Material provided -

■ ■ ■ ■ ■

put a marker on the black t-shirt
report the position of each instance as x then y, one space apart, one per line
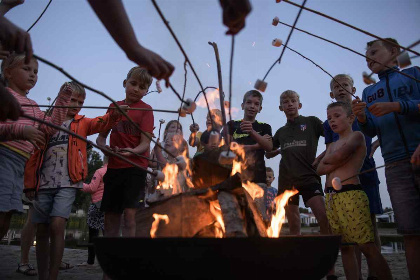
255 171
298 140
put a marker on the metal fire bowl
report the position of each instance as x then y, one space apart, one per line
288 257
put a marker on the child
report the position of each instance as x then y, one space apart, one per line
22 136
369 181
297 142
124 185
269 193
348 208
195 136
390 111
56 173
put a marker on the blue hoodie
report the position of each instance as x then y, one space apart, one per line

■ ■ ■ ■ ■

What you are asked to do -
Put every line of the material above into a Markdown table with the columns "No." and "Line", numbering each row and skipping blank lines. Don't include the pictures.

Answer to this task -
| No. | Line |
|---|---|
| 1 | put a marker on the black t-shirt |
| 2 | report the position of each instance as x then y, one space apart, one per line |
| 3 | 255 171 |
| 4 | 298 140 |
| 5 | put a marker on the metal fire bowl |
| 6 | report the position of each instance as x then y, one space apart, one per line |
| 7 | 288 257 |
| 8 | put a marker on the child |
| 9 | report the position of each instance as x then y, one space apart, one per line |
| 10 | 22 136 |
| 11 | 369 181 |
| 12 | 297 142 |
| 13 | 124 185 |
| 14 | 269 193 |
| 15 | 348 208 |
| 16 | 195 136 |
| 17 | 390 111 |
| 18 | 56 173 |
| 19 | put a marker on the blue hoodie |
| 20 | report the position of each instance as x then y, one space apart, one per line |